* _Problem requirements_: Your task is to give the entries back exactly, leaving nothing out.

Records contained in a dataset:

§

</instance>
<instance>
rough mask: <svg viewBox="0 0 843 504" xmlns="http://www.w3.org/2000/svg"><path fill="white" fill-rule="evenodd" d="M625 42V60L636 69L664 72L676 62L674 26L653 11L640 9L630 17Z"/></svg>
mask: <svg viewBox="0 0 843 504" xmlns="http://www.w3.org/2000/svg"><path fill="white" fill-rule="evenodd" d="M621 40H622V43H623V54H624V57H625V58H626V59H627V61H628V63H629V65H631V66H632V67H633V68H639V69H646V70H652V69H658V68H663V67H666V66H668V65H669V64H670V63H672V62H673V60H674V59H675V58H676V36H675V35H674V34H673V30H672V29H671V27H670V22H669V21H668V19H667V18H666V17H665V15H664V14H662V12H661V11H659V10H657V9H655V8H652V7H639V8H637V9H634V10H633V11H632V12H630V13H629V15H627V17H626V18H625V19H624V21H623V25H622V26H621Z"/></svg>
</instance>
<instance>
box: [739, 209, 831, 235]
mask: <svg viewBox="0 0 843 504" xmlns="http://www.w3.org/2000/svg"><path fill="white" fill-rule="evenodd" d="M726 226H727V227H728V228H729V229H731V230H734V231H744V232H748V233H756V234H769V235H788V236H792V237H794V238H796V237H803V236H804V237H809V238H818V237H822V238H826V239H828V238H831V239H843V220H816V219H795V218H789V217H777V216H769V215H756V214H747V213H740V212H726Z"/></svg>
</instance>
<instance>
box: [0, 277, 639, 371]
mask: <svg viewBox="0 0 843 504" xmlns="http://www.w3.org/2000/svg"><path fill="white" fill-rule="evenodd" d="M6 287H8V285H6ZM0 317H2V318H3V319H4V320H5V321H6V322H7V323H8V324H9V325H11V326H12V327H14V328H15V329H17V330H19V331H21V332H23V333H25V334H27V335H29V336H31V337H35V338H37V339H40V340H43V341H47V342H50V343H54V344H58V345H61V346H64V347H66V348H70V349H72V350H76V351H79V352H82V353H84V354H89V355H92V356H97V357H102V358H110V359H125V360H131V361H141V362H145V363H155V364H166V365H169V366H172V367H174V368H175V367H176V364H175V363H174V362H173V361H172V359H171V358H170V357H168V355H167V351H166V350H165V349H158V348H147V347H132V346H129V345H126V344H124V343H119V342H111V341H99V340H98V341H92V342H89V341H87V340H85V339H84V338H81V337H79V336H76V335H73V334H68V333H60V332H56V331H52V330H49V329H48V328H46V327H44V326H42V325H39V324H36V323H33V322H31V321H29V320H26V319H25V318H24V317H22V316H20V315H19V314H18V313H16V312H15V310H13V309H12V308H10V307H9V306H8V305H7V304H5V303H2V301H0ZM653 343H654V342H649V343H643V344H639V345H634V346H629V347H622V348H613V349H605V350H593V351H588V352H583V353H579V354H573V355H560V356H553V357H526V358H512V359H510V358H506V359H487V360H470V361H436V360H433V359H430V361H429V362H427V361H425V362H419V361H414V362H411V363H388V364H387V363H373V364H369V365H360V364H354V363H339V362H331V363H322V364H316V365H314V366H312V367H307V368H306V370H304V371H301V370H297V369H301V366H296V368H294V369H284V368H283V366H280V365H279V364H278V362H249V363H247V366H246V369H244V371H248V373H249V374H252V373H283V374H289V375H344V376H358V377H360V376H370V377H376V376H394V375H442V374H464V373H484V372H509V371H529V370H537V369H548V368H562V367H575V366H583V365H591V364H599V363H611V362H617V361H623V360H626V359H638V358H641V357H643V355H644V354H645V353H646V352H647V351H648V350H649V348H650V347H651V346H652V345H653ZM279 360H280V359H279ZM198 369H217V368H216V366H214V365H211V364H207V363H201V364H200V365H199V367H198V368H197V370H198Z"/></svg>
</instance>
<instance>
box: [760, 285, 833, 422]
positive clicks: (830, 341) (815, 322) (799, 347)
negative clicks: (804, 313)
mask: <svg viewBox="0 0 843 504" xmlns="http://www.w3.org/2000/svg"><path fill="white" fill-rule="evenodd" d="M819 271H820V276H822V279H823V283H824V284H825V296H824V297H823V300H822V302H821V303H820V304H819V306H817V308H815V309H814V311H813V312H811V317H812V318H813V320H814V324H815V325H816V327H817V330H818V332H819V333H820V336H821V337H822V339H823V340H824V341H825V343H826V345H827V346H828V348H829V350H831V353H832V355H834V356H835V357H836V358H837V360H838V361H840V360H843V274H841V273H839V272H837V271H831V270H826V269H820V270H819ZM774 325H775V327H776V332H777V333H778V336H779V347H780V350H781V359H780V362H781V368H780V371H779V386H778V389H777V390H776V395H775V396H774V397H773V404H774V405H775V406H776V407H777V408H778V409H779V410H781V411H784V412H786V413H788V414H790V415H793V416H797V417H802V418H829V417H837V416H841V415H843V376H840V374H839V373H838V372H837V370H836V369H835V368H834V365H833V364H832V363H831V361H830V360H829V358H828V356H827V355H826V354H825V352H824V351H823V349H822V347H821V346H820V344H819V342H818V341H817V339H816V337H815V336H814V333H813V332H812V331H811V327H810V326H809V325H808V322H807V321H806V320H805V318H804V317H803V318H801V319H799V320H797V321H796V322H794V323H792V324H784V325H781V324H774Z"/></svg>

§

* _Written answer_:
</instance>
<instance>
rough mask: <svg viewBox="0 0 843 504" xmlns="http://www.w3.org/2000/svg"><path fill="white" fill-rule="evenodd" d="M625 42V60L636 69L664 72L676 62L674 26L653 11L640 9L630 17Z"/></svg>
mask: <svg viewBox="0 0 843 504" xmlns="http://www.w3.org/2000/svg"><path fill="white" fill-rule="evenodd" d="M621 40H622V43H623V54H624V57H625V58H626V59H627V61H628V63H629V65H631V66H632V67H633V68H639V69H646V70H652V69H658V68H663V67H666V66H668V65H669V64H670V63H672V62H673V60H674V59H675V58H676V36H675V35H674V34H673V30H672V29H671V27H670V22H669V21H668V19H667V18H666V17H665V15H664V14H662V12H661V11H659V10H657V9H655V8H652V7H639V8H637V9H634V10H633V11H632V12H630V13H629V15H627V17H626V18H625V19H624V21H623V25H622V26H621Z"/></svg>
</instance>
<instance>
box: [739, 209, 831, 235]
mask: <svg viewBox="0 0 843 504" xmlns="http://www.w3.org/2000/svg"><path fill="white" fill-rule="evenodd" d="M726 226H727V227H728V228H729V229H731V230H734V231H744V232H748V233H756V234H769V235H788V236H792V237H794V238H796V237H803V236H804V237H809V238H818V237H822V238H826V239H828V238H831V239H843V220H816V219H795V218H789V217H777V216H769V215H756V214H747V213H740V212H726Z"/></svg>
</instance>
<instance>
box: [0, 277, 639, 371]
mask: <svg viewBox="0 0 843 504" xmlns="http://www.w3.org/2000/svg"><path fill="white" fill-rule="evenodd" d="M6 287H8V285H6ZM0 317H2V318H3V319H4V320H5V321H6V322H7V323H8V324H9V325H11V326H12V327H14V328H15V329H17V330H19V331H21V332H23V333H25V334H27V335H29V336H31V337H35V338H37V339H40V340H43V341H47V342H50V343H54V344H58V345H61V346H64V347H66V348H70V349H72V350H76V351H79V352H82V353H84V354H89V355H92V356H97V357H102V358H110V359H125V360H131V361H141V362H145V363H155V364H166V365H169V366H172V367H174V368H175V367H176V364H175V363H174V362H173V361H172V359H171V358H170V357H168V355H167V351H166V350H165V349H158V348H147V347H132V346H129V345H126V344H124V343H119V342H111V341H99V340H98V341H92V342H89V341H87V340H85V339H84V338H81V337H79V336H76V335H73V334H68V333H60V332H56V331H52V330H49V329H48V328H46V327H44V326H42V325H39V324H36V323H33V322H31V321H29V320H26V319H25V318H24V317H22V316H20V315H19V314H18V313H16V312H15V310H13V309H12V308H10V307H9V306H8V305H7V304H5V303H2V301H0ZM653 343H654V342H649V343H643V344H639V345H634V346H629V347H622V348H613V349H605V350H593V351H588V352H583V353H579V354H573V355H560V356H553V357H526V358H512V359H510V358H506V359H487V360H470V361H436V360H433V359H430V361H429V362H427V361H425V362H419V361H414V362H411V363H388V364H387V363H373V364H369V365H360V364H354V363H339V362H331V363H322V364H316V365H314V366H312V367H307V368H306V370H304V371H301V370H297V369H301V366H296V368H294V369H284V368H283V366H280V365H279V364H278V362H249V363H247V366H246V369H244V371H248V373H249V374H252V373H283V374H289V375H344V376H358V377H360V376H370V377H376V376H394V375H442V374H464V373H484V372H509V371H529V370H537V369H548V368H562V367H575V366H583V365H591V364H599V363H611V362H617V361H623V360H626V359H638V358H641V357H643V355H644V354H645V353H646V352H647V351H648V350H649V348H650V347H651V346H652V345H653ZM279 360H280V359H279ZM198 369H217V368H216V366H214V365H211V364H207V363H201V364H200V365H199V367H198V368H197V370H198Z"/></svg>
</instance>
<instance>
box: [760, 285, 833, 422]
positive clicks: (830, 341) (815, 322) (799, 347)
negative clicks: (804, 313)
mask: <svg viewBox="0 0 843 504" xmlns="http://www.w3.org/2000/svg"><path fill="white" fill-rule="evenodd" d="M819 271H820V276H822V279H823V283H824V284H825V296H824V297H823V300H822V302H821V303H820V304H819V306H817V308H815V309H814V311H813V312H811V317H812V318H813V320H814V324H815V325H816V327H817V330H818V332H819V333H820V336H821V337H822V339H823V340H824V341H825V343H826V345H827V346H828V348H829V350H831V353H832V355H834V356H835V357H836V358H837V360H838V361H840V360H843V274H841V273H839V272H837V271H831V270H826V269H820V270H819ZM774 325H775V327H776V332H777V333H778V336H779V347H780V350H781V359H780V362H781V368H780V371H779V386H778V389H777V390H776V395H775V396H774V397H773V404H774V405H775V406H776V407H777V408H778V409H779V410H781V411H784V412H786V413H788V414H790V415H793V416H797V417H802V418H829V417H837V416H841V415H843V376H840V374H839V373H838V372H837V370H836V369H835V368H834V365H833V364H832V363H831V361H830V360H829V358H828V356H827V355H826V354H825V352H824V351H823V349H822V347H821V346H820V344H819V342H818V341H817V339H816V337H815V336H814V333H813V332H812V331H811V327H810V326H809V325H808V322H807V321H806V320H805V318H804V317H803V318H801V319H799V320H797V321H796V322H794V323H792V324H784V325H781V324H774Z"/></svg>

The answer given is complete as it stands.